··· Texto para análise ···

Atribuir a Jones Manoel a ambição de “destruir o PT” revela um duplo equívoco. Primeiro, porque coloca a disputa partidária no centro de um projeto que vai muito além da lógica institucional. Quem defende uma transformação radical das estruturas econômicas e políticas não está interessado em trocar o comando de um partido, mas em alterar as bases do próprio sistema. É como dizer que alguém que planeja demolir um prédio inteiro está preocupado em trocar a fechadura de uma das portas. Segundo, porque insinua que qualquer crítica vinda da esquerda ao PT é sinal de rivalidade, quando, na verdade, pode ser sinal de coerência ideológica.
O incômodo com Jones Manoel não se explica apenas por divergências políticas. Ele representa um corpo, uma voz e uma narrativa que a política brasileira não está acostumada a ver com protagonismo. Um homem preto, comunista e nordestino falando para milhões, sem pedir licença, desmonta uma lógica histórica em que o poder político, mesmo no campo progressista, sempre foi mediado por lideranças brancas, muitas vezes de classe média alta. Essa quebra de padrão incomoda tanto adversários da direita quanto setores da esquerda que se consideram guardiões da narrativa.
Não é coincidência que, recentemente, Jones tenha tido sua conta oficial no Instagram derrubada pela Meta, sem aviso ou justificativa plausível, prática recorrente contra vozes negras e radicais. Silenciar é uma estratégia antiga. Quando isso não funciona, entra em cena a desqualificação: espalhar caricaturas, criar comparações forçadas, associar a figuras que, apesar de conhecidas, carregam trajetórias e contradições distintas. A ideia é simples: enquadrar para neutralizar.
Compará-lo a Ciro Gomes cumpre exatamente esse papel. Reduz um fenômeno político-social a um molde já conhecido e desgastado. Tira o foco das ideias e da proposta que Jones defende e o coloca numa disputa pessoal que não existe. E, pior, alimenta a narrativa de que toda liderança fora da política institucional tradicional é apenas uma cópia de algo anterior — uma forma de negar originalidade e autonomia.
A verdade é que Jones Manoel não disputa uma cadeira na velha mesa do poder: ele questiona a própria mesa. E isso é muito mais ameaçador para o sistema do que qualquer candidatura ou aliança eleitoral. Sua presença no debate público é um lembrete incômodo de que existem outras formas de fazer política, fora das amarras do calendário eleitoral e das negociações de bastidores.
O que essa comparação revela, no fundo, não é proximidade entre Jones e Ciro, mas a dificuldade — e até o medo — de lidar com a ascensão de lideranças negras e radicais no Brasil. É um reflexo de como ainda tentamos enquadrar todo fenômeno político dentro de categorias antigas, mesmo quando o fenômeno rompe essas categorias.

··· Conjunto de dados ···

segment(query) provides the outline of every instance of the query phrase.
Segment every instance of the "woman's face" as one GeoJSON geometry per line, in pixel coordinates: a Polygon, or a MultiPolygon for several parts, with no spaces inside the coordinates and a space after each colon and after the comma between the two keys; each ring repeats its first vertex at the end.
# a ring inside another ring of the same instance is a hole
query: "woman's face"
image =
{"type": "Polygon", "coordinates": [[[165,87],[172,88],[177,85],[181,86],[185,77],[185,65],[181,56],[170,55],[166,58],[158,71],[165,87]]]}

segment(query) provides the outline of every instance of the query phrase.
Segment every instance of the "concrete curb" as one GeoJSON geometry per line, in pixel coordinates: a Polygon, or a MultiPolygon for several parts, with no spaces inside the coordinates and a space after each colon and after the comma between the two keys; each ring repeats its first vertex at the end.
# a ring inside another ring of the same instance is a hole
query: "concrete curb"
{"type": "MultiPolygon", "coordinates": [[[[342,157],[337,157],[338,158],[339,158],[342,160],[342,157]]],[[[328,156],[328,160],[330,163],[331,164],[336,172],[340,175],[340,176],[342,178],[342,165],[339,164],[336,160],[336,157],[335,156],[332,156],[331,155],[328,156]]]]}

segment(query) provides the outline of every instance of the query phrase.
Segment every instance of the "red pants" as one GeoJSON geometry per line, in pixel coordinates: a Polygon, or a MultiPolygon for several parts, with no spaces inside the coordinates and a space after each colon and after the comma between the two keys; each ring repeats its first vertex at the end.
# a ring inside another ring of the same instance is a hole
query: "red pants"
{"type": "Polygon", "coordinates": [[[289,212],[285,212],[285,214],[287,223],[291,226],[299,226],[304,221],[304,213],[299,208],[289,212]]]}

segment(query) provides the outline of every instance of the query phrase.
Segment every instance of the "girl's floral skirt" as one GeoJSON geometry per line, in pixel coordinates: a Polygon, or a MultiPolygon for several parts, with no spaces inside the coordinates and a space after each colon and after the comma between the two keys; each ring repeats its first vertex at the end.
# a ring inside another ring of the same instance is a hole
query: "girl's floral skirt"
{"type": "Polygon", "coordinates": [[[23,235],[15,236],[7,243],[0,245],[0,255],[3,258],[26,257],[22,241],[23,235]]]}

···

Como resolver.
Responda às perguntas com base no texto sobre Jones Manoel, numerando as respostas da mesma forma:
1. Que empresa derrubou a conta oficial de Jones Manoel no Instagram?
2. Com que três palavras o texto caracteriza o "homem" que fala para milhões "sem pedir licença"?
3. A que político o texto diz que Jones Manoel é comparado?

Resposta.
1. A Meta.
2. Preto, comunista e nordestino.
3. Ciro Gomes.